**Exercise task:**
From the article on ranking tweets in search results, extract the passage from "How Should Tweets Be Ranked in Search" to "Google search results?" word for word.

**Article:**
## BEGIN

How Should Tweets Be Ranked in Search Engine Results?
November 2, 2009 15 Comments
Anyone remember when Loic LeMeur had the temerity to suggest Twitter rank its search results by the number of followers people have? His post, with 109 comments and reaction from Michael Arrington, Robert Scoble and many others, clearly struck a nerve.
Fast forward to the past couple weeks. Both Microsoft Bing and Google announced deals to provide tweets in search results. Let me say that again: Google and Bing will be providing tweet search results!
Bing’s version is the first out the gate. In light of the earlier brouhaha, this may come across as insensitive…but I have to ask:
How should tweets be ranked in Bing and Google search results?
I hope your answer isn’t, “I wouldn’t.” Because that’s contrary to what made Google such a global powerhouse used by billions every year. And why Microsoft is working hard to increase Bing’s market share. Google and Bing built their business by presenting search results based on the authority of websites. This system of authority (e.g. PageRank) makes the results relevant to users.
So what about running searches for tweets? Should their presentation be utterly devoid of any authority ranking? Does it make sense to just show the latest tweet containing a given term? After all, that would simply be imitating what Summize (aka Twitter Search) does.
First, a good question to ask is, why do people want to search tweets? How does this differ from web search?
Why Are You Searching Tweets?
To my mind, there are three use cases where people will search for tweets rather than search for websites:
- Find people
- Find latest on a subject that won’t show up in search engines yet (lack of indexing, lack of authority)
- Jump into conversations on something
Find people: You’re interested in a topic, and want to find others who can either improve your knowledge on it or with whom you want to connect. This is using Twitter as people search. The model for all of here is, you are what you tweet. It’s what makes you findable to others.
In this case, my sense is that people will have an desire to find those who would have the most authority on a given topic.

## END

**Data extract:**
## BEGIN

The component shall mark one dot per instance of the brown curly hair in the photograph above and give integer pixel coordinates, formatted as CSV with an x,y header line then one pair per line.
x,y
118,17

## END

**Response to the task:**
How Should Tweets Be Ranked in Search Engine Results?
November 2, 2009 15 Comments
Anyone remember when Loic LeMeur had the temerity to suggest Twitter rank its search results by the number of followers people have? His post, with 109 comments and reaction from Michael Arrington, Robert Scoble and many others, clearly struck a nerve.
Fast forward to the past couple weeks. Both Microsoft Bing and Google announced deals to provide tweets in search results. Let me say that again: Google and Bing will be providing tweet search results!
Bing’s version is the first out the gate. In light of the earlier brouhaha, this may come across as insensitive…but I have to ask:
How should tweets be ranked in Bing and Google search results?